━━━ Фрагмент документа ━━━
Форма византийской Литургии, и, следовательно, ее богословие определялась следующими главными составляющими.
А. Раннехристианское, предконстантиново ядро, которому Византийская Церковь (как и все прочие главные традиции христианского Востока) оставалась полностью верна, особенно в совершении двух таинств, которые «обобщают» все другие: Крещения и Евхаристии [237]. Несмотря на совершенно различные условия христианской жизни и на принятие Крещения младенцев в качестве универсального образца, обряд Крещения сохранил сформулированные и существенные формы в том же виде, как они определены во II—III вв. Выполняемое через полное погружение, Крещение оставалось тщательно разработанным и торжественным изображением пасхального Таинства и являлось «переходом» из ветхой жизни в новую — отвержения сатаны и единения со Христом. Ритуал остался по сути свободным от позднейших форм символизма и незатронутым засакраментальными влияниями. Миропомазание, совершаемое священником, употребляющим «святое миро», освященное епископом, никогда не отделялось от Крещения; неофит, даже если он был еще ребенком, был потом тотчас же допущен к Евхаристии.
Предконстантиновское ядро не столь ясно просматривается в византийской Евхаристии, периферийные части которой были богато украшены символизмом и истолковывались как сакраментальное воспроизведение жизни Христа. Ее главная часть — то есть собственно Евхаристический канон, — сохранила, и весьма верно, свой первоначальный вид, в котором явственно просматриваются еврейские корни Евхаристии. То же самое можно сказать и о двух Евхаристических литургиях, вытеснивших в византийском мире более древнюю палестинскую Литургию «святого Иакова», — это Литургии Василия Великого и Иоанна Златоуста. Обе датируются, в основном, IV—V вв., причем непосредственное авторство Василия Кесарийского (ум. в 379 г.) почти достоверно в отношении канона, носящего его имя. Но св. Василий воспользовался более древней традицией, которую он возводил к самим апостолам [238]. Его Евхаристическая молитва — «несомненно одна из прекраснейших и гармоничнейших формул этого рода, завещанных нам христианской древностью,… очень близка к самой древнейшей редакции христианской молитвы, использует выражения, которые все еще очень близки самой еврейской молитве» [239].
Согласно средневековому византийскому ordo [240], как он отражен в писаниях канониста XII в. Вальсамона [241], Литургия Иоанна Златоуста является обычной Евхаристической формой, которая совершается на протяжении всего года, кроме времени Великого Поста; Литургия Василия Великого служится только десять раз в году, в особо торжественных случаях. Древняя Литургия «святого Иакова», тем не менее, не была совсем забыта и ее еще помнили в Иерусалиме и некоторых поместных общинах. С точки зрения экклезиологии, очень важно то обстоятельство, что в Византии Евхаристия оставалась торжественным, праздничным богослужением и предполагала собирание всей местной христианской общины на трапезу Господню. Византийская Церковь не только не принимала в расчет возможности совершения так называемых «низших Месс», или по случаю; она даже не считала нормой ежедневное священнодействие Евхаристии в храме, за исключением монастырского. Более того, священнику не позволялось совершать более одного богослужения в один и тот же день; нельзя было также на одном и том же престоле в один день служить более одной Евхаристии. Такие правила ставят экклезиологическую реальность единой Церкви, осуществляющуюся в Евхаристии, превыше всех пастырских удобств и любых практических соображений. Как и в ранней Церкви, Евхаристия никогда не была действием какой–то частной группы верующих и никогда не служила какой–то частной или случайной цели, она всегда предлагалась «о всех и за вся» целой Церковью.
━━━
Допишите продолжение текста о византийской Литургии, приведённого выше, начиная сразу после его последнего предложения.
━━━ Приведённые строки ━━━
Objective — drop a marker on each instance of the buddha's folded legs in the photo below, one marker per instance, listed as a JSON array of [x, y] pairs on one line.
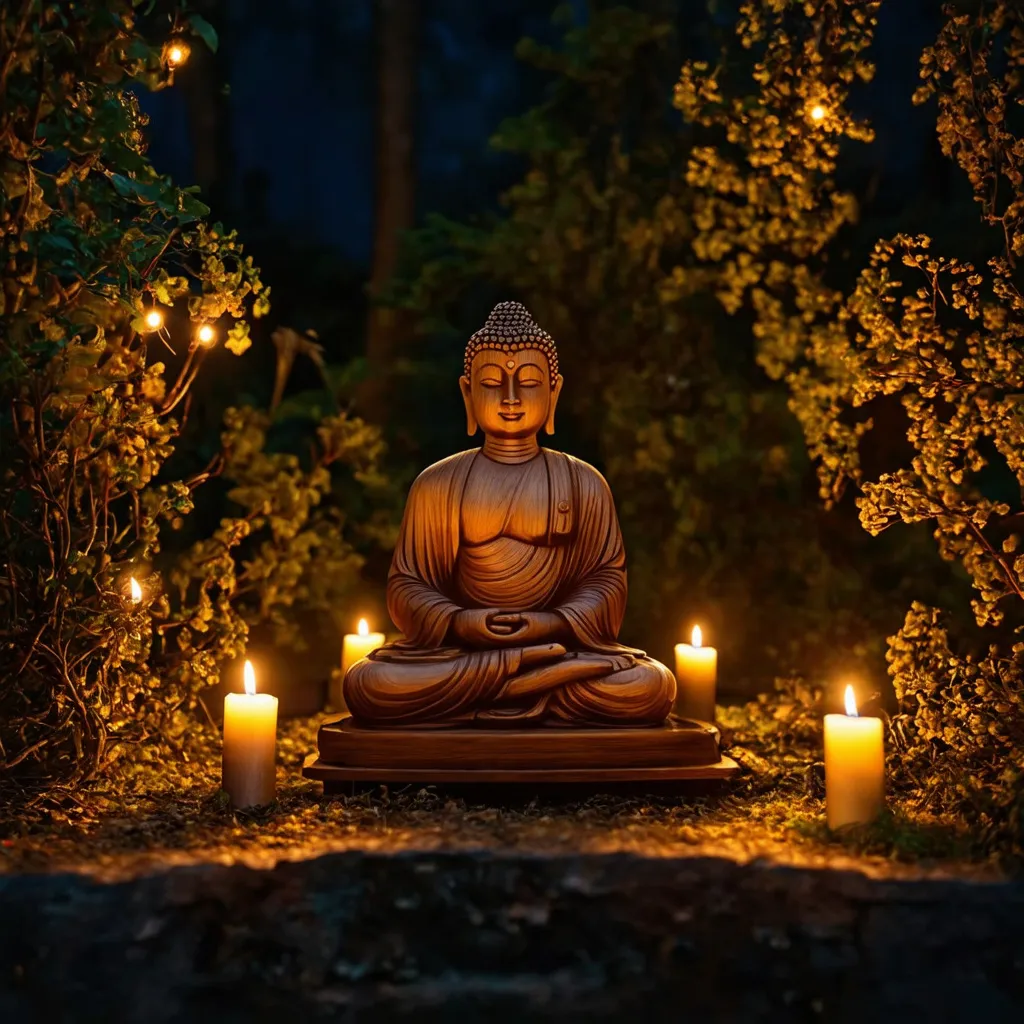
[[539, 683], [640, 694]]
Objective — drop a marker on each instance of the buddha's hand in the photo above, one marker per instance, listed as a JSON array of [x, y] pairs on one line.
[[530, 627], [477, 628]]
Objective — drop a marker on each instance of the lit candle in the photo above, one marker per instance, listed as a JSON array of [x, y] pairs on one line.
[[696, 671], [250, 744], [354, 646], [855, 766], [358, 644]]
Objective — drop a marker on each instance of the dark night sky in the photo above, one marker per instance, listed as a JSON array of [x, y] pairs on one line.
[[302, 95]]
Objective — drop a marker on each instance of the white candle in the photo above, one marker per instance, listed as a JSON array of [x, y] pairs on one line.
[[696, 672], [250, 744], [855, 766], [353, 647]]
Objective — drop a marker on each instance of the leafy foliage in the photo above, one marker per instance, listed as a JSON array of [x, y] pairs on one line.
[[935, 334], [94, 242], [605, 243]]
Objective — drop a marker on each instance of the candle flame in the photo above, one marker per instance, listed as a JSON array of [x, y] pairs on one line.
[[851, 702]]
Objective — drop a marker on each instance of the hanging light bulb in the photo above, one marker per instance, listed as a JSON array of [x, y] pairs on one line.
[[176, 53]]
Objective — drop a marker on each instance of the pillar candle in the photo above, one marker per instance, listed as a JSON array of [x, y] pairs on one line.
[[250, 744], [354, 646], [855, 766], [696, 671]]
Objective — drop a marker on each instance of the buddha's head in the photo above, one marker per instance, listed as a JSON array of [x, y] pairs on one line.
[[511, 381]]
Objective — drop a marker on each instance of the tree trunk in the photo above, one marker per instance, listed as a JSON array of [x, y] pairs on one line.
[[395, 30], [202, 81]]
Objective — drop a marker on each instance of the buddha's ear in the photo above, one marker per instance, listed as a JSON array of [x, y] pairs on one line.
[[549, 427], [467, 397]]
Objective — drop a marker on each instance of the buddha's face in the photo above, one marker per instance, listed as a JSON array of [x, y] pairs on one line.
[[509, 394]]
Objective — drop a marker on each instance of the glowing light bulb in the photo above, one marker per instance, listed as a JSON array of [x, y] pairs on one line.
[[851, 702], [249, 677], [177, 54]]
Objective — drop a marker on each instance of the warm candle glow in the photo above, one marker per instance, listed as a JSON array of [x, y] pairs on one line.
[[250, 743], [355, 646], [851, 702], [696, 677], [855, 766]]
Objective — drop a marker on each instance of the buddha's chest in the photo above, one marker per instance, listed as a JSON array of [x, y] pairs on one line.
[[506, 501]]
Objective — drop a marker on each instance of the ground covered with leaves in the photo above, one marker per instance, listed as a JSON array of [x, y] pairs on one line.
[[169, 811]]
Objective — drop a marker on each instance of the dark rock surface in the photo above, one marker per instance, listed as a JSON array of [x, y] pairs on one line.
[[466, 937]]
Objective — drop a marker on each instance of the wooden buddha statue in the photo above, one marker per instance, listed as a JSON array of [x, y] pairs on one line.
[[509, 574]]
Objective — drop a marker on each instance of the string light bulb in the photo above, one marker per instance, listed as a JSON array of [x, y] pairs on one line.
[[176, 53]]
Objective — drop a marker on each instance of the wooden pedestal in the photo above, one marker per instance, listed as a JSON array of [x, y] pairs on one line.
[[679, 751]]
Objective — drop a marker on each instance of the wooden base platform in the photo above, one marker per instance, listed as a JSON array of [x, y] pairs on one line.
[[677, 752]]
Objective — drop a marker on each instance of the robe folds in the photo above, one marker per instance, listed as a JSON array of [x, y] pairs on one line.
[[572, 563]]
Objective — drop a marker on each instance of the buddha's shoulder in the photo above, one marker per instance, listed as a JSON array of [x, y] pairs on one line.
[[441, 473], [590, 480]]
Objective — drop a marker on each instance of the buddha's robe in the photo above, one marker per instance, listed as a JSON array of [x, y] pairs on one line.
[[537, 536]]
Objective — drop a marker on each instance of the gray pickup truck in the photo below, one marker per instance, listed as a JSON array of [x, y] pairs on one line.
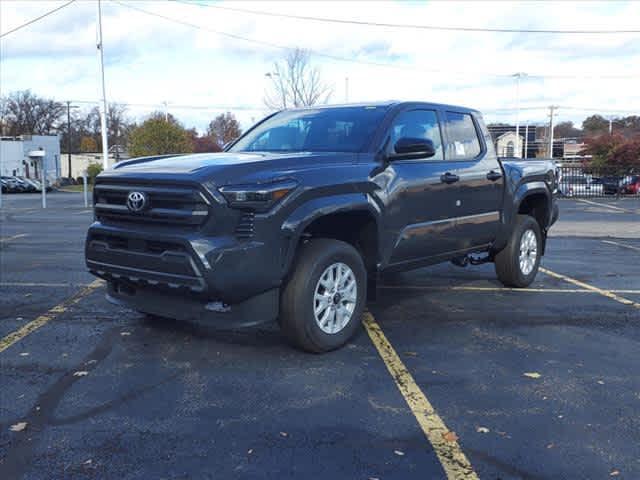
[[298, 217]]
━━━
━━━ Приведённые строки ━━━
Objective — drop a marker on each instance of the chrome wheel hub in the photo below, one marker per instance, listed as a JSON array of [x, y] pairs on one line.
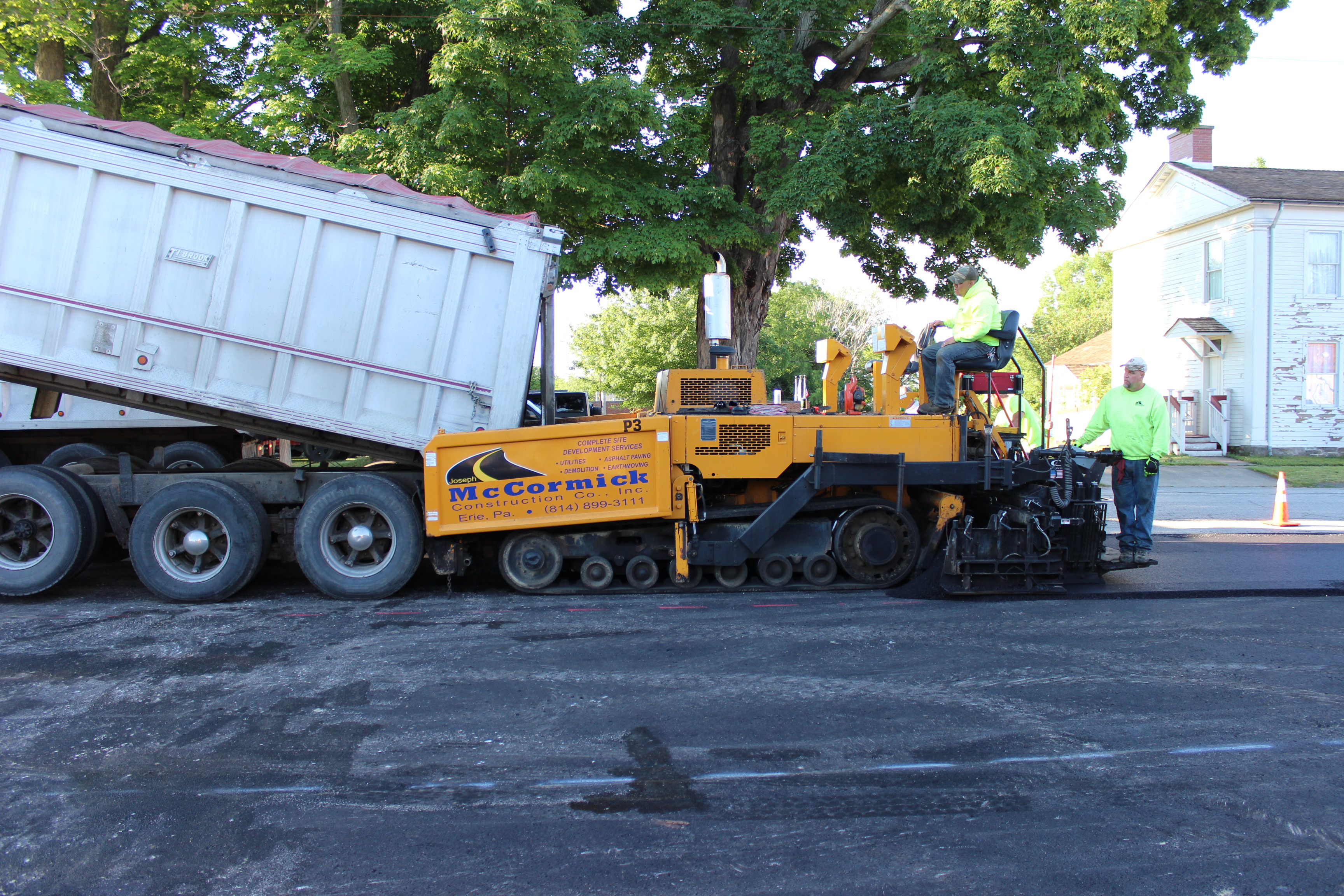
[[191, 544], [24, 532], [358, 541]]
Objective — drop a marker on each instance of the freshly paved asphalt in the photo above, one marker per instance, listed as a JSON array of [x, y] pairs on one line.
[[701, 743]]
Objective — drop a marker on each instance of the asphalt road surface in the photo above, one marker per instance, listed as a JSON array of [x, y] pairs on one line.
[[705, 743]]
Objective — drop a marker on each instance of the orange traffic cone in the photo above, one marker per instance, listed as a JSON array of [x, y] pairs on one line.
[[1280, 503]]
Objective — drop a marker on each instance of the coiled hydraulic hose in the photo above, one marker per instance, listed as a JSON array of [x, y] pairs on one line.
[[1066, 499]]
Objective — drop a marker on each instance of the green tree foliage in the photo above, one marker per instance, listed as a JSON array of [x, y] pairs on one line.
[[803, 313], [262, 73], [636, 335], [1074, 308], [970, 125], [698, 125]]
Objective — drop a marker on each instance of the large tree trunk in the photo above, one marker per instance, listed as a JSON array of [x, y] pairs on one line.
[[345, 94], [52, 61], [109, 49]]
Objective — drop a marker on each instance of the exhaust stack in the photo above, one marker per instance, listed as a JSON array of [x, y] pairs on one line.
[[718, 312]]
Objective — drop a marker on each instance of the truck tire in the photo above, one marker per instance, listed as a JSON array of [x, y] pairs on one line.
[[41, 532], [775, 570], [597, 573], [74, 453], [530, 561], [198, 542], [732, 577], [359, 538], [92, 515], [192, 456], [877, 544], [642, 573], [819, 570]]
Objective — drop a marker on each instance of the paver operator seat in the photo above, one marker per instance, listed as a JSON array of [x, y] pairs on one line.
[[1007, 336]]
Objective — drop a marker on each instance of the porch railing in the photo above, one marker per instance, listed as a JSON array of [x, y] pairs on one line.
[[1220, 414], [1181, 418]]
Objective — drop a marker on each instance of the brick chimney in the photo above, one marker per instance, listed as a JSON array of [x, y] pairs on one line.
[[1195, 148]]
━━━
━━━ Приведённые строки ━━━
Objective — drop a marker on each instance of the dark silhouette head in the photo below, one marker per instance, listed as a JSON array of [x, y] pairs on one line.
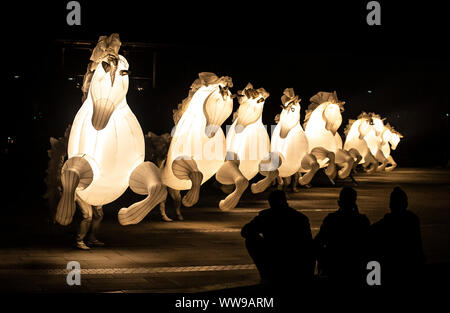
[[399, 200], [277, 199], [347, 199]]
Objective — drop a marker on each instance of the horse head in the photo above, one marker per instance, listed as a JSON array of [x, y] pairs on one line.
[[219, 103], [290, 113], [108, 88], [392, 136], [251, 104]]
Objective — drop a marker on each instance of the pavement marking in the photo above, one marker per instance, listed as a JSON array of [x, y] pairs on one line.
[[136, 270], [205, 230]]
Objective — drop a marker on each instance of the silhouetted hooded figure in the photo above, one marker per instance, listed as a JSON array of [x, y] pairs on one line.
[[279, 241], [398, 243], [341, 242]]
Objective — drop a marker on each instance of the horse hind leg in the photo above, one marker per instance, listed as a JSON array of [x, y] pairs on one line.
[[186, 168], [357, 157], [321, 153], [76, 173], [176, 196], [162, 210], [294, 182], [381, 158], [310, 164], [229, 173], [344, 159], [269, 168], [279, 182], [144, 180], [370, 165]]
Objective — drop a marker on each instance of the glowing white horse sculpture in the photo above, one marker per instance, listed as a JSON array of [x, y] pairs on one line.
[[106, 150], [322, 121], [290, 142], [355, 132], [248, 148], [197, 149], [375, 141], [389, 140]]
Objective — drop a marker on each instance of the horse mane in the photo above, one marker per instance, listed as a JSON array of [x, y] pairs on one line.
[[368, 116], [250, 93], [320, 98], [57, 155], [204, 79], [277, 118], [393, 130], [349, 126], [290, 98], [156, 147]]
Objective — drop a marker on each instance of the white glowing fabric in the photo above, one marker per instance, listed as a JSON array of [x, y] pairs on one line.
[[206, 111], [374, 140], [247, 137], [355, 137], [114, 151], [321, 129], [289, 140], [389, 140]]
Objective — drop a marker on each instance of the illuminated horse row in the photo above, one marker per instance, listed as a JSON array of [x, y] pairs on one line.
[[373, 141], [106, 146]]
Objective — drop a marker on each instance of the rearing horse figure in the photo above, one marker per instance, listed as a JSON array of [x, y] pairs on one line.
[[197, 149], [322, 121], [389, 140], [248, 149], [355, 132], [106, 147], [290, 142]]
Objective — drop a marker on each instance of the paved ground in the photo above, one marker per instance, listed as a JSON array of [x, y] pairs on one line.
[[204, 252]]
━━━
■ Письменный ответ ■
Б. Литургическая эволюция так называемого «кафедрального» обряда, — определение А.Баумштарка в отношении практики самых главных церквей больших городов, отличающейся от обычаев монашеских общин [242]. В рукописи сохранилось описание такого обряда, так как он практиковался в Святой Софии с 802 по 806 гг. [243], а Симеон Фессалоникский (ум. в 1429 г.) описывает «певческое бдение», принадлежащее той же традиции, хотя он и признает, что в его время в своем чистом виде это бдение уже не практикуется даже в Софии [244].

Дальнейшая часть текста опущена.